PASSAGE TO READ:
------------------------------
For 2021-2022, the following general priority areas are specified:
1. The provision of certified reference material and methods of laboratory analysis:
To detect and quantify chemical, biological and microbiological hazards (chemicals, contaminants, pesticides, pathogens),
To detect the presence of unauthorised GMOs in food and feed and to detect and quantify authorised GMOs in view of enabling the verification of compliance with the GMO legislation,
To detect unauthorised substances or the unauthorised use of authorised substances,
To develop and validate methods of diagnosis for regulated and where considered necessary, un-regulated plant pests and diseases;
2. The development of methods to detect fraudulent practices;
3. The development of methods to characterise with precision the nature of animal protein detected in feed for farmed animals in terms of species and tissue;
4. Through timely communication of relevant information, ensure the use of adequate methods of laboratory analysis when tolerances (maximum levels/maximum limits, migration limit) are modified or new reference methods are introduced in legislation;
5. To advise on improved official control requirements on animal welfare rules (e.g. on transport, slaughter and farming) to better meet the specific needs of animals guarantying their welfare.
The general objective of the action is to contribute to public, animal and plant health, food safety, animal welfare and the quality of animals, plants and goods produced and traded in the agri-food chain. This is done by ensuring the availability of harmonised, high quality and reliable methods of laboratory analysis, test, diagnosis, genetic evaluation and performance testing, and by ensuring their correct implementation by NRLs, by official laboratories in official controls, investigations, other official activities and by breed societies carrying out approved breeding programmes.
------------------------------
TASK SET:
a: From the passage on 2021-2022 laboratory priorities, quote everything from "The general objective" down to "approved breeding programmes.".
b: Continue the passage on 2021-2022 laboratory priorities past its last sentence.

DATASET CONTENT:
------------------------------
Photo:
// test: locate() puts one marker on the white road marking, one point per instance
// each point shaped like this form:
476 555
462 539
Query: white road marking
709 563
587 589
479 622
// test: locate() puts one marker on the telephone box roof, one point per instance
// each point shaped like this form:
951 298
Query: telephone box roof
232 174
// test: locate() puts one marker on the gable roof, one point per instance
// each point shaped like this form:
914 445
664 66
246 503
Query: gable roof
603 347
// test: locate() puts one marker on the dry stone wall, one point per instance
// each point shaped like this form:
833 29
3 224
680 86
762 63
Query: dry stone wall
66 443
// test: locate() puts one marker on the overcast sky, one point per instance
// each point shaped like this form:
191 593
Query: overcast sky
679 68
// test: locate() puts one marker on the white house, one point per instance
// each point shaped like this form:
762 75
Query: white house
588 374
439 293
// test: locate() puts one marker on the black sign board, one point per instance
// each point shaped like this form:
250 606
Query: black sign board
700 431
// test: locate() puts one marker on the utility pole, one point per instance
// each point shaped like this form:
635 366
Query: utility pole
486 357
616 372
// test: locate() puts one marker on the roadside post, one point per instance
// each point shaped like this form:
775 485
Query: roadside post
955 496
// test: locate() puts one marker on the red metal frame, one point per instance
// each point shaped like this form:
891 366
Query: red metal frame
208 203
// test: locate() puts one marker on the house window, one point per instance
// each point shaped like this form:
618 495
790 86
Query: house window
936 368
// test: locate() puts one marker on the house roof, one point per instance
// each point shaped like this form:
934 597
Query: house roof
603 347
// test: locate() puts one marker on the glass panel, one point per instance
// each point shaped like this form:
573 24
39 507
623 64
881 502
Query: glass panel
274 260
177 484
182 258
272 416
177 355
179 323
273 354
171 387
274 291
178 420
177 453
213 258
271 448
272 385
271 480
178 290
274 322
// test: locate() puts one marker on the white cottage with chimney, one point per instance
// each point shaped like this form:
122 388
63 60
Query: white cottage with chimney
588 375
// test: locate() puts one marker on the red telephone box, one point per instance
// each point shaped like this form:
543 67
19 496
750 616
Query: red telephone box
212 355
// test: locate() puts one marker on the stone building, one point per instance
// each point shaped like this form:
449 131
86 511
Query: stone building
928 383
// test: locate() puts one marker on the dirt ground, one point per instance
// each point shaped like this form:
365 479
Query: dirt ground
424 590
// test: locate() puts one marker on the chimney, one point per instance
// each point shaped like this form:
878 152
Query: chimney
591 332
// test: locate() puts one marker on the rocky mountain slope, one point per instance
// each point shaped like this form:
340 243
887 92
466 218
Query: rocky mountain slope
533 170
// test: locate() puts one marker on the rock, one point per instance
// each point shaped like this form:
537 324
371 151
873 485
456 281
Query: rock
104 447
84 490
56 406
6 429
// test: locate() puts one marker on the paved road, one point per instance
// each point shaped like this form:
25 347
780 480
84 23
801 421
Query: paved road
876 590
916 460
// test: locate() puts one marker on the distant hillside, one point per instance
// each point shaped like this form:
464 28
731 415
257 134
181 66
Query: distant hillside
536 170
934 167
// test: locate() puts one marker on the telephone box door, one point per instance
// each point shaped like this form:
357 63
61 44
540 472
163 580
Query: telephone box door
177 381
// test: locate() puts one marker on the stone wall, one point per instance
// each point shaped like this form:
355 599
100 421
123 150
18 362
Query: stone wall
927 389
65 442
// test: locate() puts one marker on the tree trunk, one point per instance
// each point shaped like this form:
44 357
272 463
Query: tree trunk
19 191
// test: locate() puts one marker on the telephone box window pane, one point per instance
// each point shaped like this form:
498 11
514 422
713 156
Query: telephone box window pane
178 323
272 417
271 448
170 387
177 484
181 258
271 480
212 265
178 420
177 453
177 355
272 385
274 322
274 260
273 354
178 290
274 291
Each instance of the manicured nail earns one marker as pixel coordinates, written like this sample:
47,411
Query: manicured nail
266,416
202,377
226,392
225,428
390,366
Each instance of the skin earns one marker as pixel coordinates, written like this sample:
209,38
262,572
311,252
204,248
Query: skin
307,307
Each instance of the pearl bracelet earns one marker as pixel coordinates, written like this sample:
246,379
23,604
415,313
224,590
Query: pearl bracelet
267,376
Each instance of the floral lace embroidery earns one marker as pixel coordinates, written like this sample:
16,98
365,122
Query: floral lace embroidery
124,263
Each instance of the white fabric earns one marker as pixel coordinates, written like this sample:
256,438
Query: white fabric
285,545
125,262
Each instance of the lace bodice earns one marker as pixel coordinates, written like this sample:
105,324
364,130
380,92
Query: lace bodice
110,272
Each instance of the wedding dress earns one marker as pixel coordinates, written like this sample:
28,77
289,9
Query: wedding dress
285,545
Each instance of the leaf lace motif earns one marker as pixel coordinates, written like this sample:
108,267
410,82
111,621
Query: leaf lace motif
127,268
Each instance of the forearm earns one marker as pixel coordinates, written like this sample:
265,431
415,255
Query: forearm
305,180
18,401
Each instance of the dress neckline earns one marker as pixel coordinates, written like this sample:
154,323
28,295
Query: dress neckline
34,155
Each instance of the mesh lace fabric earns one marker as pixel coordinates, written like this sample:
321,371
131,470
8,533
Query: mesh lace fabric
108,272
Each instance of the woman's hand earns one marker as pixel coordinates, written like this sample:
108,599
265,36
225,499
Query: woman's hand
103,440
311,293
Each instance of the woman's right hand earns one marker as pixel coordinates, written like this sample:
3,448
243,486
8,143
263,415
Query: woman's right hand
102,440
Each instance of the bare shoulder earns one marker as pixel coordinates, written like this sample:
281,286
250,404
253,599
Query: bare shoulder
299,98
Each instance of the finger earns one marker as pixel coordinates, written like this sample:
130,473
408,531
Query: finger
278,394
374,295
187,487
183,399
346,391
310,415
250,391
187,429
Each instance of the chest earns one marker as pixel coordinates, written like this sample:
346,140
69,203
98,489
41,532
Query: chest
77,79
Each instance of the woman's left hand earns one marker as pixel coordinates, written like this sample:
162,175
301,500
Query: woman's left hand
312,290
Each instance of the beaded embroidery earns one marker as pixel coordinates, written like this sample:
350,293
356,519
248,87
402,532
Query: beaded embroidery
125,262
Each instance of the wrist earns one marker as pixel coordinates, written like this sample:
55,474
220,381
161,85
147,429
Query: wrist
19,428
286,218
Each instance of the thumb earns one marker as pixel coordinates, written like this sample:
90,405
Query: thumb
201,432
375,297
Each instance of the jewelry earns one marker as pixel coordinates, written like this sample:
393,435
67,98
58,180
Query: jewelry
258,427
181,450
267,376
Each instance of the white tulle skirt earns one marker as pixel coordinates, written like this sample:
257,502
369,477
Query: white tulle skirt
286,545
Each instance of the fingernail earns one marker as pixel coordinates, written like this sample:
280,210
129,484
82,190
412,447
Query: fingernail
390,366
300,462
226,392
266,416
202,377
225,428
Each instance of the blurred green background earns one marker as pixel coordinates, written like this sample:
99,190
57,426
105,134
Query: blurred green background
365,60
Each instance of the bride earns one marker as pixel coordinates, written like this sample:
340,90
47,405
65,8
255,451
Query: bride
------------------------------
ANSWERS BY ITEM NUMBER:
a:
The general objective of the action is to contribute to public, animal and plant health, food safety, animal welfare and the quality of animals, plants and goods produced and traded in the agri-food chain. This is done by ensuring the availability of harmonised, high quality and reliable methods of laboratory analysis, test, diagnosis, genetic evaluation and performance testing, and by ensuring their correct implementation by NRLs, by official laboratories in official controls, investigations, other official activities and by breed societies carrying out approved breeding programmes.

b:
The specific objectives are:
- To maintain and improve effectiveness, efficiency and reliability of official controls and other official activities, and thus support the enforcement of compliance with applicable legislation;
- To contribute to a timely detection and eradication of diseases and pests;
- To ensure the availability and uniform application of methods for performance testing and genetic evaluation for purebred breeding animals of the bovine species.
In 2021 and 2022, the Commission has awarded funding to 44 EURLs and 4 EURCs. Among other things, these grants are contributing to the following:
- Improvement and harmonisation of methods of analysis, testing or diagnosis to be used by official laboratories;
- Development of methods for the assessment of the level of welfare of animals and of methods for the improvement of the welfare of animals;
- Dissemination of research findings and technical innovations and;
- Collaboration with laboratories in non-EU countries and with the European Food Safety Authority (EFSA), the European Medicines Agency (EMA) and the European Centre for Disease Prevention and Control (ECDC).
In 2021 and 2022, the Commission has awarded €39.4 million to 44 EURLs and 4 EURCs.